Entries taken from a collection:
********
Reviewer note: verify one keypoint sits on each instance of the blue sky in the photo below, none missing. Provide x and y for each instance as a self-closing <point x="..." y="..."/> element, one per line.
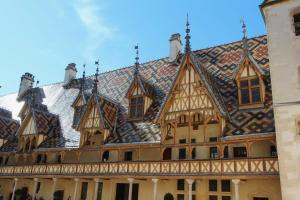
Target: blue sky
<point x="42" y="37"/>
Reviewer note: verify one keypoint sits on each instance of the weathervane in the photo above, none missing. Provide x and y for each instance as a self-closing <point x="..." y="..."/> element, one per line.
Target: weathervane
<point x="245" y="39"/>
<point x="95" y="89"/>
<point x="187" y="37"/>
<point x="136" y="47"/>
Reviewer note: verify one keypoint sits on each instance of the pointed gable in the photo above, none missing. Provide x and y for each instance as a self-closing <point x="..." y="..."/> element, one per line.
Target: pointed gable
<point x="193" y="90"/>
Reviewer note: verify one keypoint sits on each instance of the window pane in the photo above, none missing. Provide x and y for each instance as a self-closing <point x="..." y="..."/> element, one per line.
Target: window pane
<point x="225" y="185"/>
<point x="213" y="197"/>
<point x="297" y="24"/>
<point x="180" y="184"/>
<point x="140" y="107"/>
<point x="226" y="198"/>
<point x="180" y="196"/>
<point x="182" y="153"/>
<point x="255" y="95"/>
<point x="133" y="107"/>
<point x="213" y="185"/>
<point x="244" y="83"/>
<point x="240" y="152"/>
<point x="213" y="152"/>
<point x="254" y="82"/>
<point x="128" y="156"/>
<point x="245" y="96"/>
<point x="84" y="189"/>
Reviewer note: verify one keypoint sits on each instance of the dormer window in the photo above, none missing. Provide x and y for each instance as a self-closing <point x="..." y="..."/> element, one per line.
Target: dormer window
<point x="136" y="107"/>
<point x="250" y="90"/>
<point x="250" y="85"/>
<point x="297" y="24"/>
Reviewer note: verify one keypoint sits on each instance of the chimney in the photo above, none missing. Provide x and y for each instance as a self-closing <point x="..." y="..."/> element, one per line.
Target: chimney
<point x="70" y="73"/>
<point x="27" y="81"/>
<point x="175" y="46"/>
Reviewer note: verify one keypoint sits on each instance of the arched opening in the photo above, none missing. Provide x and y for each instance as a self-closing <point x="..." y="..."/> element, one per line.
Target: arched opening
<point x="33" y="144"/>
<point x="168" y="196"/>
<point x="27" y="146"/>
<point x="105" y="156"/>
<point x="263" y="149"/>
<point x="167" y="154"/>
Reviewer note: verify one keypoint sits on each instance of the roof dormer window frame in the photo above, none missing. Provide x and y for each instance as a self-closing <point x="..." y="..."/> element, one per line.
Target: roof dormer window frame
<point x="250" y="86"/>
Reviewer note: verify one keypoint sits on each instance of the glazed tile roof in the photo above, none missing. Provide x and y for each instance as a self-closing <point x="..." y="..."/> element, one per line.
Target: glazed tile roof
<point x="220" y="64"/>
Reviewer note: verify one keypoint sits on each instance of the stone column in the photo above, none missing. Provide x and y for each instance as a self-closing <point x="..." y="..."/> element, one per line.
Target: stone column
<point x="54" y="186"/>
<point x="34" y="187"/>
<point x="130" y="180"/>
<point x="97" y="180"/>
<point x="155" y="180"/>
<point x="190" y="183"/>
<point x="236" y="188"/>
<point x="75" y="188"/>
<point x="14" y="189"/>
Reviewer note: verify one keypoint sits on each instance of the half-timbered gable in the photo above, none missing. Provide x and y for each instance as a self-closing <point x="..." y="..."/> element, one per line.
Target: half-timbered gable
<point x="97" y="121"/>
<point x="191" y="104"/>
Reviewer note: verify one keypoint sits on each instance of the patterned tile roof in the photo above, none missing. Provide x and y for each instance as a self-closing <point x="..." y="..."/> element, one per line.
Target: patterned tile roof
<point x="220" y="64"/>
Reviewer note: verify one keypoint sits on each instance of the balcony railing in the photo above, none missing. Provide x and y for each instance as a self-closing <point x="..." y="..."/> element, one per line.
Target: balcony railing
<point x="247" y="166"/>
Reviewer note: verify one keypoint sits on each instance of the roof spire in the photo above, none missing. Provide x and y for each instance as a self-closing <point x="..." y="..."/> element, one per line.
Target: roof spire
<point x="187" y="37"/>
<point x="83" y="79"/>
<point x="95" y="88"/>
<point x="137" y="64"/>
<point x="245" y="39"/>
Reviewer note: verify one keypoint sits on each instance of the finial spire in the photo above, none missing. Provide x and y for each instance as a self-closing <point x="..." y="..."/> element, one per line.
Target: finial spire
<point x="137" y="64"/>
<point x="83" y="79"/>
<point x="95" y="88"/>
<point x="187" y="37"/>
<point x="245" y="39"/>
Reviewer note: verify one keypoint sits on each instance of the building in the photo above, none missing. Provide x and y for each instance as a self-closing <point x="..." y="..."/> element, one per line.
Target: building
<point x="283" y="25"/>
<point x="194" y="125"/>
********
#### [Problem to work on]
Without including any pictures, reproduce the listing exactly.

#### [The result]
Reviewer note: verify one keypoint sits on each instance of the blue sky in the photo below, none missing. Provide x and y for each instance as a self-closing <point x="..." y="..."/> element, one per line.
Target: blue sky
<point x="42" y="37"/>
Reviewer note: verify one keypoint sits on each instance of the weathervane in the photo above, none missing. Provide x and y for each instance as a self-closing <point x="..." y="..."/> element, one per line.
Target: weathervane
<point x="245" y="39"/>
<point x="95" y="89"/>
<point x="187" y="37"/>
<point x="136" y="47"/>
Reviewer note: verify one keypoint sits on each instance of the pointed gable in the photo above, none missing. Provide x and y for each instance as a self-closing <point x="..." y="..."/> element, one per line.
Target: pointed gable
<point x="193" y="90"/>
Reviewer note: verify one keypoint sits on each instance of the window pane in the photo above, none missing. Provide x and y for each instance as a self-closing <point x="..." y="..."/> element, one per line.
Target: window pane
<point x="225" y="185"/>
<point x="213" y="197"/>
<point x="297" y="24"/>
<point x="180" y="184"/>
<point x="140" y="107"/>
<point x="226" y="198"/>
<point x="180" y="196"/>
<point x="182" y="153"/>
<point x="255" y="95"/>
<point x="133" y="107"/>
<point x="213" y="185"/>
<point x="244" y="83"/>
<point x="240" y="152"/>
<point x="213" y="152"/>
<point x="254" y="82"/>
<point x="128" y="156"/>
<point x="245" y="96"/>
<point x="84" y="189"/>
Reviewer note: verify one keypoint sits on each instance of the dormer window in the photo above, none missing. Provide x and y for each instance as a self-closing <point x="..." y="..."/> element, one per line.
Target: dormer window
<point x="136" y="107"/>
<point x="250" y="90"/>
<point x="250" y="85"/>
<point x="297" y="24"/>
Reviewer note: verify one keypoint sits on each instance of the chimney in the photo above, none missing. Provide x and y for each instance as a self-closing <point x="..." y="..."/> element, one per line.
Target: chimney
<point x="70" y="73"/>
<point x="27" y="81"/>
<point x="175" y="46"/>
Reviewer note: verify one keypoint sits on each instance of the arched opening in the photo above, none missing. Provide x and y for each instance as a self-closing <point x="..." y="..."/> element, one per line.
Target: arched opening
<point x="33" y="144"/>
<point x="168" y="196"/>
<point x="27" y="146"/>
<point x="105" y="156"/>
<point x="263" y="149"/>
<point x="167" y="154"/>
Reviewer note: verify one keypoint sits on each instance of the roof dormer window frame in the photo above, none missing. Provide x and y for each instance as a self-closing <point x="..." y="..."/> element, one per line.
Target: roof dormer window frame
<point x="250" y="86"/>
Reviewer note: verify one keypoint sits on each instance of the glazed tile roof in the photo above, none missing. Provide x and y for each instance as a self-closing <point x="..." y="..."/> element, one per line.
Target: glazed tile roof
<point x="220" y="64"/>
Reviewer note: verify one keypoint sits on each instance of the stone column in the photo above, none missing. Provide x and y for each instance as a self-closing <point x="..." y="..."/> element, one per line.
Target: stone column
<point x="54" y="186"/>
<point x="34" y="187"/>
<point x="130" y="180"/>
<point x="97" y="180"/>
<point x="155" y="180"/>
<point x="190" y="183"/>
<point x="236" y="188"/>
<point x="75" y="188"/>
<point x="14" y="189"/>
Reviewer note: verify one keypoint sits on each instance of the half-timbered gable in the photo above, none missing. Provide x and y for each instance as a self-closing <point x="..." y="..."/> element, one per line.
Target: half-timbered gable
<point x="97" y="121"/>
<point x="191" y="104"/>
Reviewer note: verify one keypoint sits on each instance of the patterned tile roof in the photo above, none missing. Provide x and y for each instance as a self-closing <point x="..." y="..."/> element, one per line.
Target: patterned tile roof
<point x="220" y="64"/>
Reviewer note: verify one keypoint sits on each instance of the balcony railing in the photo above, none missing. Provide x and y for each instance as a self-closing <point x="..." y="..."/> element, one per line.
Target: balcony railing
<point x="247" y="166"/>
Reviewer note: verify one keypoint sits on each instance of the roof spire in the photo above, none missing. Provide x and y for each instance as a self-closing <point x="..." y="..."/> element, one per line.
Target: roof spire
<point x="187" y="37"/>
<point x="83" y="79"/>
<point x="95" y="88"/>
<point x="137" y="64"/>
<point x="245" y="39"/>
Reviewer note: verify one keypoint sits on each instance of the finial spire in the photo above, none missing. Provide x and y for each instance as a self-closing <point x="..." y="..."/> element, one per line.
Target: finial spire
<point x="137" y="64"/>
<point x="83" y="79"/>
<point x="95" y="88"/>
<point x="187" y="37"/>
<point x="245" y="39"/>
Reviewer note: verify one keypoint sits on each instance of the building in the photo above, none missing. Provide x and y for each instance as a self-closing <point x="..." y="..."/> element, one per line.
Target: building
<point x="283" y="25"/>
<point x="194" y="125"/>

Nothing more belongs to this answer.